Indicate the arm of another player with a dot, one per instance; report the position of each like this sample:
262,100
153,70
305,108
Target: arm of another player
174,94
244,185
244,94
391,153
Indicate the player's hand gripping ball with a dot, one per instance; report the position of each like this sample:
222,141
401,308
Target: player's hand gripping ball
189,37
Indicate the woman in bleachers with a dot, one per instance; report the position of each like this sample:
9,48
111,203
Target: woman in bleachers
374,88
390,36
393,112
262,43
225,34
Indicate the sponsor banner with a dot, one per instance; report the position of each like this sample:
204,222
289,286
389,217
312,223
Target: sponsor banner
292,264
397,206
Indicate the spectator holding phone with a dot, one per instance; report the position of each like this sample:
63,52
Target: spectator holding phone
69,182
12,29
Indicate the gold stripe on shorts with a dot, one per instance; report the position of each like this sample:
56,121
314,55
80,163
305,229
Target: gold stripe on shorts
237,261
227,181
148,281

What you are asked to do —
Write out again, word for word, the lines of the records starting with the line that contains "Indicate the woman" and going on through the end of the records.

Answer below —
Indicate the woman in bleachers with a dot, one per instance; report the position of each like this sample:
9,48
111,203
Target: woman in bleachers
374,88
390,36
393,112
262,43
225,34
Indicate the sponsor banner with a dot, one per instance; report the position of each like this sample:
204,222
289,286
389,217
312,223
Target: sponsor banner
292,264
397,206
Indicate the spectator holding phone with a dot, one per instance; report the position of each like this sample:
63,52
Target: spectator holding phone
69,182
12,29
Indicate the gold stripe on shorts with a dot, one per instance; report the position of each like this sample:
56,121
314,55
80,163
305,229
Target: gold stripe on shorts
237,261
227,181
148,281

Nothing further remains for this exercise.